Chain Of Thought For Reasoning Models Might Not Work Out Long-Term

New reasoning models have been gaining attention in recent years for their ability to provide "chain of thought" - a line of text that attempts to explain the model's thought process as it completes a task. This feature has been touted as a way to gain insight into the model's decision-making, but experts are now raising concerns about its limitations.

One way to describe the limitations of chain of thought is that language itself is not precise or easily benchmarked. With hundreds of languages used across the globe, it's challenging for machines to precisely explain their working in a particular language. For instance, take a look at this excerpt from an academic paper released by Anthropic, which highlights the complexities of language: "Language is clunky. And there are many ways to phrase something, but not all phrasing will result in the same meaning."

What to do -> Please set down the chain-of-thought article word for word from "Chain Of Thought For" up to and including "about its limitations.". Work from the chain-of-thought article alone.

Information supplied ->
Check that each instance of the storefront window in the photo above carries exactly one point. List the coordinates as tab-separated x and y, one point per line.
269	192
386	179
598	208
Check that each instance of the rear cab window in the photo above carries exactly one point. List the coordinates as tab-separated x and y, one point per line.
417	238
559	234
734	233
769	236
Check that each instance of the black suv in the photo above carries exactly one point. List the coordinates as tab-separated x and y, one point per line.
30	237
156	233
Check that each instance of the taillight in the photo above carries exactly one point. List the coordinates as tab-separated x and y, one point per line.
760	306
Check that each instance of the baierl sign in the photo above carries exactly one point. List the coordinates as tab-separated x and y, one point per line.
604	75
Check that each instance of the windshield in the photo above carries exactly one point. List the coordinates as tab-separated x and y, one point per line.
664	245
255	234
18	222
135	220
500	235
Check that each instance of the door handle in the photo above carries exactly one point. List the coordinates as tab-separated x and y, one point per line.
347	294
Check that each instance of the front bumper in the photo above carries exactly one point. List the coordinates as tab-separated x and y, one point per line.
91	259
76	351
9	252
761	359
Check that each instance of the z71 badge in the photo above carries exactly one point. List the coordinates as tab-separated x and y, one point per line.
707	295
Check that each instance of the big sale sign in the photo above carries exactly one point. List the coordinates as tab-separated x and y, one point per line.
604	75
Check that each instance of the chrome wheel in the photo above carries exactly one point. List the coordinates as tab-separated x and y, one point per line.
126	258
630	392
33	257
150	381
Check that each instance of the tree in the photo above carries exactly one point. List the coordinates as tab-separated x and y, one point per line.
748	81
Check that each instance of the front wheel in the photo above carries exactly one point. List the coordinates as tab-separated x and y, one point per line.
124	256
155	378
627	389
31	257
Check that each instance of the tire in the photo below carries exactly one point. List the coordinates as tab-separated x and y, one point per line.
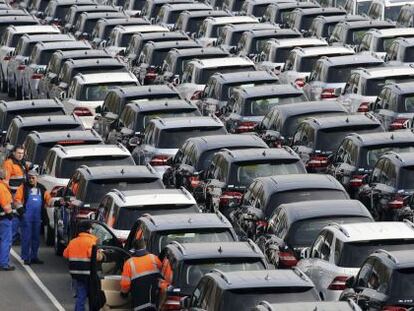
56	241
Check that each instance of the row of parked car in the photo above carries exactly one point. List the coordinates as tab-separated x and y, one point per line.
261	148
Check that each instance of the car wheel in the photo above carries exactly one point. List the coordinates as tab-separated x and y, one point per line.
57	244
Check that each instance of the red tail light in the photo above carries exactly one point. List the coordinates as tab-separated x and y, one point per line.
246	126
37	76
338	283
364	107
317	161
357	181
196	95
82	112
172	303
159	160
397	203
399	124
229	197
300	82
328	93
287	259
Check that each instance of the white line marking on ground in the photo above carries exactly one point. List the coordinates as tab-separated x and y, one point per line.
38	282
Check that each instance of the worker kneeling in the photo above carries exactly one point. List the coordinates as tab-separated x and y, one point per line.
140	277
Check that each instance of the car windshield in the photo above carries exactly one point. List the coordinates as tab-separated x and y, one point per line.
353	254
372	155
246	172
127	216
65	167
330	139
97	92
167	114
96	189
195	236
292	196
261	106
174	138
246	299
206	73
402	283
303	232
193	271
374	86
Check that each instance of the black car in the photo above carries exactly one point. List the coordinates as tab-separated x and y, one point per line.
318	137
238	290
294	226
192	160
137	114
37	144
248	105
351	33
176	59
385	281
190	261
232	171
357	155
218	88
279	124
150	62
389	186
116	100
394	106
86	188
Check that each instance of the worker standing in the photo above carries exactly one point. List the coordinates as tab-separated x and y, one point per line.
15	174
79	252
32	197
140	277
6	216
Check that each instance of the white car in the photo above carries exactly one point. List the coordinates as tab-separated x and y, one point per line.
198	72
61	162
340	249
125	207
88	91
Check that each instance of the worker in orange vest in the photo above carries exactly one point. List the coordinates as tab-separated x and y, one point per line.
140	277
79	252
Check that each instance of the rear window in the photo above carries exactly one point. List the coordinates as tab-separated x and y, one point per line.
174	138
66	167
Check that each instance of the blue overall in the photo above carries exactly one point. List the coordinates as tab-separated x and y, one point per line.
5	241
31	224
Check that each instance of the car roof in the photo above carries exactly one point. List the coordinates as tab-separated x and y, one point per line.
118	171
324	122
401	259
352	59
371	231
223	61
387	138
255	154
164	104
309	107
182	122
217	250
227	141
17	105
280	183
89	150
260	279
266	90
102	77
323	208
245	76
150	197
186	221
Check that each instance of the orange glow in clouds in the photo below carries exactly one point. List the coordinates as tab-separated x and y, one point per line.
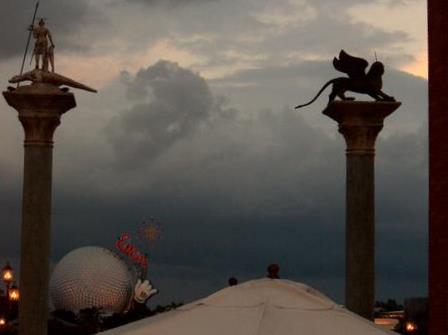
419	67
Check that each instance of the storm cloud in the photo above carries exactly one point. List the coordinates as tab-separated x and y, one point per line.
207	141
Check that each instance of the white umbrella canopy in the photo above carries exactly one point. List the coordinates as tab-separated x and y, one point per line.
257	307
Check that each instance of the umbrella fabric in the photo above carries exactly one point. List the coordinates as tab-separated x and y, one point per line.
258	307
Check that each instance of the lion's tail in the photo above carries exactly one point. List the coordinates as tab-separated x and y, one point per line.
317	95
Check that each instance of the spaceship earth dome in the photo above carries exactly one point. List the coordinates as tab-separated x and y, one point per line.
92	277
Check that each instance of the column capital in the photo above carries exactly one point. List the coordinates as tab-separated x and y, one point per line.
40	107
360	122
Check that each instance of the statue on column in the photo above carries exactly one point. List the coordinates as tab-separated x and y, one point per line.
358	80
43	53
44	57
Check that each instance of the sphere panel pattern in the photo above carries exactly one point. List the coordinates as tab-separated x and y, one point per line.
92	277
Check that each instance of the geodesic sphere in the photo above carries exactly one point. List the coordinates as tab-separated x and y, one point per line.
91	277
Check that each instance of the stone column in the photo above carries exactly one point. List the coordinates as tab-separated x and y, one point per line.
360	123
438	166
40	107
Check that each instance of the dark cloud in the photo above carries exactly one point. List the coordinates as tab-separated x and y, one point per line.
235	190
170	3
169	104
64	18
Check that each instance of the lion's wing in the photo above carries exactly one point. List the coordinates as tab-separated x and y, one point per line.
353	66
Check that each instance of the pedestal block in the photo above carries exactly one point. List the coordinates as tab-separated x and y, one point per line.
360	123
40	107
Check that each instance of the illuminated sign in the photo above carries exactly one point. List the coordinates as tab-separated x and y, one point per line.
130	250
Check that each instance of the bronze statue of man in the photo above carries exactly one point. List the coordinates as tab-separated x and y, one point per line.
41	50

Solved exercise ->
Chain Of Thought For Reasoning Models Might Not Work Out Long-Term

New reasoning models have been gaining attention in recent years for their ability to provide "chain of thought" - a line of text that attempts to explain the model's thought process as it completes a task. This feature has been touted as a way to gain insight into the model's decision-making, but experts are now raising concerns about its limitations.